─── Supplied data ───

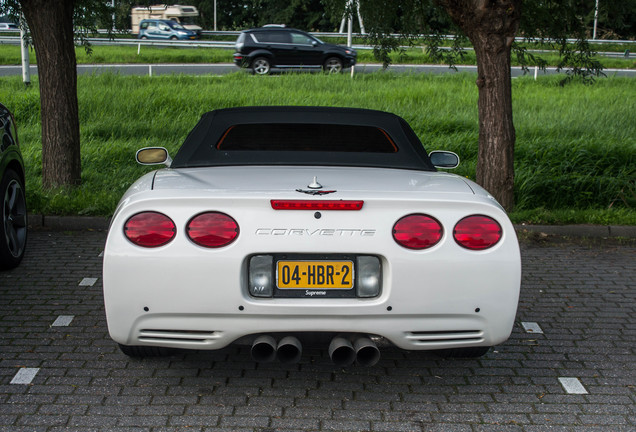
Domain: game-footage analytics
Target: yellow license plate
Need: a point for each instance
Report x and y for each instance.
(314, 274)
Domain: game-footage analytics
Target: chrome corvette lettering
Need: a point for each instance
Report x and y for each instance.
(320, 232)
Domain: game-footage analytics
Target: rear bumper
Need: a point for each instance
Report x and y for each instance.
(210, 332)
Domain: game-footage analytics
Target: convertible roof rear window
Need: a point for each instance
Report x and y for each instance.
(306, 137)
(302, 136)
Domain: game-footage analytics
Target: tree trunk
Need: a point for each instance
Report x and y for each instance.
(51, 26)
(491, 26)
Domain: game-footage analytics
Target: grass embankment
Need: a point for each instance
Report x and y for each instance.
(575, 152)
(10, 55)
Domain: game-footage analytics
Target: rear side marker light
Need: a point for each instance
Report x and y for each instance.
(316, 205)
(212, 229)
(477, 232)
(150, 229)
(417, 231)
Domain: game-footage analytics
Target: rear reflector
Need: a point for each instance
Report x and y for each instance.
(417, 231)
(316, 205)
(150, 229)
(212, 229)
(477, 232)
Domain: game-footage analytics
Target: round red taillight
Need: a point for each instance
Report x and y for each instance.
(477, 232)
(417, 231)
(150, 229)
(212, 229)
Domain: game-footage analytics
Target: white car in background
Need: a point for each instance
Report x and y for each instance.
(281, 226)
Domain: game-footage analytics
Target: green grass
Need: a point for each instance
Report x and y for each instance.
(10, 55)
(575, 151)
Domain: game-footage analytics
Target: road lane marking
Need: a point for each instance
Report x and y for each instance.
(572, 385)
(63, 321)
(25, 376)
(531, 327)
(88, 282)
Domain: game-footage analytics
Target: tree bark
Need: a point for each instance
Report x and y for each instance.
(51, 26)
(491, 26)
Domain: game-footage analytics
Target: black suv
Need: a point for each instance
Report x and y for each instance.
(265, 48)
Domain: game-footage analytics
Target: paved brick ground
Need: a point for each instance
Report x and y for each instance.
(582, 297)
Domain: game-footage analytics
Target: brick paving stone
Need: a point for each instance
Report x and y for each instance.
(581, 294)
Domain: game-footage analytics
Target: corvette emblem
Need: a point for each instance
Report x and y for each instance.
(314, 191)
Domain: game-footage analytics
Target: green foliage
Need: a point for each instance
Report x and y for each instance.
(575, 152)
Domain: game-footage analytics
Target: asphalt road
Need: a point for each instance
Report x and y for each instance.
(575, 371)
(225, 68)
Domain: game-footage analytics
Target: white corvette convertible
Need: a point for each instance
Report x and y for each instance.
(281, 226)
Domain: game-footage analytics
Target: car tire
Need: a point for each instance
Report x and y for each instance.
(146, 351)
(13, 220)
(261, 66)
(333, 65)
(469, 352)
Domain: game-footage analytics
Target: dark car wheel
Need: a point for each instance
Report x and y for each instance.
(145, 351)
(333, 65)
(261, 66)
(13, 225)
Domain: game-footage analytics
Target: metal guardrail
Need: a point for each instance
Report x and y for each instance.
(15, 40)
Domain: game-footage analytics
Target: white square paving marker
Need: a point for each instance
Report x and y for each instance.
(88, 282)
(532, 327)
(25, 376)
(572, 385)
(63, 321)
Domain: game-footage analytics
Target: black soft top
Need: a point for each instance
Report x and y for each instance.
(287, 135)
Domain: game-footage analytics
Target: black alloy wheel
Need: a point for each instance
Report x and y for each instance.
(333, 65)
(261, 66)
(13, 223)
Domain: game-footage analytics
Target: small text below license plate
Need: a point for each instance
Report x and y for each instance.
(314, 274)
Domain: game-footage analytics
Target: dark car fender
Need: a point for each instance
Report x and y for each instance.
(347, 60)
(248, 58)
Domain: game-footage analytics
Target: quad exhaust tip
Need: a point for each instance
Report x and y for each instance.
(363, 350)
(343, 350)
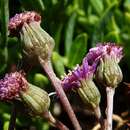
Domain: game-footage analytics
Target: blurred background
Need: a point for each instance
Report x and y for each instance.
(76, 26)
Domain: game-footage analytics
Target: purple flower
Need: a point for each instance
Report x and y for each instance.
(17, 22)
(11, 84)
(74, 78)
(106, 49)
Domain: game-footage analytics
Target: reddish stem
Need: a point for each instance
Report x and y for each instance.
(54, 122)
(60, 92)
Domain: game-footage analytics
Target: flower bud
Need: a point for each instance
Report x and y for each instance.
(81, 80)
(89, 94)
(109, 72)
(106, 58)
(36, 99)
(37, 42)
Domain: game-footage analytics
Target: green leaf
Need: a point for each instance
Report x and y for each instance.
(69, 33)
(78, 50)
(57, 37)
(36, 5)
(58, 63)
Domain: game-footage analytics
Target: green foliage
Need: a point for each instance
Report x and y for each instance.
(75, 25)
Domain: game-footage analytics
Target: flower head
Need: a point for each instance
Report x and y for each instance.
(11, 85)
(81, 80)
(107, 56)
(37, 42)
(106, 49)
(74, 78)
(17, 22)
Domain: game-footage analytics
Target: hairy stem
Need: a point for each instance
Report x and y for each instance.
(12, 118)
(99, 117)
(60, 92)
(54, 122)
(110, 94)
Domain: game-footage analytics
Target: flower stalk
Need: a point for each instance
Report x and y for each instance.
(99, 117)
(54, 122)
(60, 92)
(12, 118)
(109, 112)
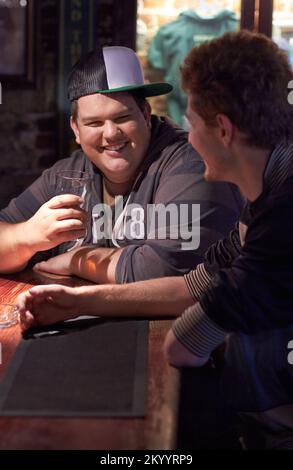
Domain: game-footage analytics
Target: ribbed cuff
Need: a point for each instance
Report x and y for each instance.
(197, 281)
(195, 331)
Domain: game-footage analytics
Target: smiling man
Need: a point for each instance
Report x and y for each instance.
(149, 204)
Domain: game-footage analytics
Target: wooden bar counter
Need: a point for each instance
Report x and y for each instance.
(157, 430)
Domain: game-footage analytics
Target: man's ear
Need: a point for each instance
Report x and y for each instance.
(147, 114)
(226, 129)
(75, 129)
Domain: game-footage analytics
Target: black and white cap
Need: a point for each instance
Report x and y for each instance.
(111, 69)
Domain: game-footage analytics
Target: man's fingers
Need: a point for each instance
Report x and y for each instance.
(71, 213)
(23, 302)
(64, 200)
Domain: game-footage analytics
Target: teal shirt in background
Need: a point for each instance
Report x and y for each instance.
(173, 42)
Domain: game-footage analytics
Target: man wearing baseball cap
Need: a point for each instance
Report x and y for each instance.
(145, 178)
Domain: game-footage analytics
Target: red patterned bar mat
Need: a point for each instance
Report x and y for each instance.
(9, 290)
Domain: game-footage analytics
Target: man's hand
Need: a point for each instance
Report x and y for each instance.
(43, 305)
(57, 221)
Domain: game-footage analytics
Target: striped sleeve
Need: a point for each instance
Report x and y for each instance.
(197, 333)
(197, 281)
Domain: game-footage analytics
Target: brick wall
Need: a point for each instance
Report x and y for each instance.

───

Transcribe each entry precisely as given, leaving the pictures out.

Domain: game-footage analytics
Target: yellow license plate
Need: a point for each instance
Report x and y for each instance.
(314, 274)
Domain: game-footage analytics
Target: chrome corvette lettering
Need: a point for each instance
Report x and y for each instance.
(320, 232)
Domain: game-footage analytics
Target: rear bumper
Need: a point for each instance
Report x and y for each instance.
(210, 332)
Domain: game-footage analytics
Target: convertible roof rear window
Need: a point for each instance
Report x and y for each instance.
(306, 137)
(302, 136)
Domain: game-footage analytics
Target: tree trunk
Need: a point for each instance
Report x and y for each instance.
(51, 26)
(491, 26)
Domain: game-footage analytics
Target: grass embankment
Need: a point for each instance
Report x and y for each instance.
(575, 152)
(10, 55)
Domain: game-footage analytics
Target: rear side marker light
Need: a point for each instance
Report x and y for each instance.
(316, 205)
(212, 229)
(477, 232)
(150, 229)
(417, 231)
Domain: game-footage analytics
Target: rear reflector
Need: a point for each instance
Report x and y for each instance.
(417, 231)
(316, 205)
(150, 229)
(212, 229)
(477, 232)
Domain: game-footage analytics
Target: round red taillight
Need: a point for each instance
Report x and y for each instance.
(477, 232)
(417, 231)
(150, 229)
(212, 229)
Domain: game-footage analytics
Target: white car in background
Need: a point for each instance
Report x and y for each instance.
(281, 226)
Domain: game-footage analytics
Target: green grass
Need: a point for each instance
Report x and y for each instance.
(10, 55)
(575, 151)
Domain: game-footage analytics
Target: road lane marking
Need: a point for each instance
Report x and y for each instance.
(572, 385)
(63, 321)
(25, 376)
(531, 327)
(88, 282)
Domain: game-footage analytics
Target: tree bark
Need: a point for each instance
Report x and y for each instance.
(51, 26)
(491, 26)
Domain: game-footage analytics
Target: black suv
Need: a point for each instance
Report x and y for each instance.
(265, 48)
Domain: game-footage analytics
Target: paved brick ground
Need: a point for each instance
Report x and y for each instance.
(582, 297)
Domain: game-footage analytics
Target: brick paving stone
Need: a point for each instance
Report x and y for each instance.
(581, 294)
Domain: game-footage analytics
Target: corvette emblem
Need: a point for each instance
Report x and y for each instance.
(314, 191)
Domain: game-footage analytics
Target: green foliage
Need: a point for each instance
Report x and y for each instance.
(575, 152)
Domain: game-footage analytics
Target: asphalt road
Need: a point for each instance
Report x and y for each instance.
(575, 371)
(225, 68)
Domain: game-footage analytics
Target: white corvette convertible
Need: a point for each instance
Report x and y for each instance.
(281, 226)
Domain: game-footage analytics
Target: car tire
Need: a point for each instance
Report x and y for each instance.
(146, 351)
(13, 220)
(261, 66)
(333, 65)
(469, 352)
Domain: game-footage analytics
Target: dark car wheel
Need: a point for each instance
Report x and y for each instance.
(145, 351)
(333, 65)
(261, 66)
(13, 225)
Domain: game-footage analytics
Target: metal guardrail
Need: a point for each instance
Report x and y for each instance.
(15, 40)
Domain: game-footage analytics
Target: white square paving marker
Need: a point for each instance
Report x and y for each instance.
(88, 282)
(532, 327)
(25, 376)
(572, 385)
(63, 321)
Domain: game-footage analytics
Target: black soft top
Need: a point for each instance
Report x and y for each instance.
(287, 135)
Domain: game-footage analytics
Target: black alloy wheel
Need: a point for each instance
Report x and y for each instance.
(333, 65)
(261, 66)
(13, 223)
Domain: game-footage analytics
Target: small text below license plate
Need: a point for each instance
Report x and y for each instance.
(314, 274)
Domain: game-footage analytics
Target: dark car fender
Need: a point for each instance
Report x and y for each instance.
(347, 60)
(248, 58)
Domain: game-footage analytics
Target: quad exhaust tip
Need: a point for each instance
Report x and y for each instance.
(363, 350)
(343, 350)
Domain: game-footage analytics
Target: blurred background
Need: a point for each instance
Report x and y for each instance.
(76, 26)
Domain: game-footage analytics
Target: purple flower
Need: a point for each instance
Report x and y for each instance.
(17, 22)
(11, 84)
(74, 78)
(106, 49)
Domain: game-footage analytics
Target: reddish stem
Need: a point for each instance
Report x and y for each instance.
(54, 122)
(60, 92)
Domain: game-footage analytics
Target: flower bud
Need: a point for each instance
Report x and y for each instance.
(81, 80)
(89, 94)
(109, 72)
(106, 58)
(36, 99)
(37, 42)
Domain: game-footage analytics
Target: green leaf
Need: a point for each instance
Report x and y for each instance.
(69, 33)
(78, 50)
(57, 37)
(36, 5)
(58, 63)
Domain: game-footage analytics
Target: green foliage
Need: a point for each instance
Report x and y for each instance.
(75, 25)
Domain: game-footage analytics
Target: flower head
Need: a point for each instance
Report x and y for each instance.
(11, 85)
(81, 80)
(107, 56)
(37, 42)
(106, 49)
(74, 78)
(17, 22)
Domain: game-footage analytics
Target: hairy stem
Need: a point for each instance
Report x and y for each instance.
(12, 118)
(99, 117)
(60, 92)
(54, 122)
(110, 94)
Domain: game-footage analytics
Target: flower stalk
Need: a point for each instance
Report x and y for each instance.
(99, 117)
(54, 122)
(60, 92)
(12, 118)
(109, 112)
Domain: game-footage analytics
Target: ribbed cuff
Need: a point for each instance
Report x and y for each instance.
(197, 281)
(195, 331)
Domain: game-footage analytics
Target: smiling man
Need: a point for each instance
Report x and y for each instance.
(149, 204)
Domain: game-footage analytics
Target: wooden bar counter
Need: a point for each instance
Report x and y for each instance.
(157, 430)
Domain: game-footage analytics
Target: man's ear
Need: a point for each instance
Report x and y for each instance.
(147, 114)
(226, 129)
(75, 129)
Domain: game-footage analytics
Target: black and white cap
Need: a point for each instance
Report x and y for each instance.
(111, 69)
Domain: game-footage analytics
Target: man's fingers
Need: a point for each instance
Report x and y for each instance.
(71, 213)
(23, 302)
(64, 200)
Domain: game-footage analytics
Target: teal shirt in background
Need: a point for each instance
Report x and y for each instance.
(173, 42)
Domain: game-footage analytics
Target: man wearing baseball cap
Need: a point for each instance
Report x and y for each instance.
(145, 178)
Domain: game-footage analytics
Target: red patterned bar mat
Need: a point for each instance
Report x and y for each instance.
(9, 290)
Domain: game-footage analytics
Target: man's hand
Need: a point for each instance
Report x and y for each instance.
(43, 305)
(57, 221)
Domain: game-footage analytics
Target: striped sleeve
Need: a point for each instance
Report x and y for each instance.
(197, 333)
(197, 281)
Domain: game-footage analytics
Target: brick wall
Need: a point for each instance
Report x and y for each instance.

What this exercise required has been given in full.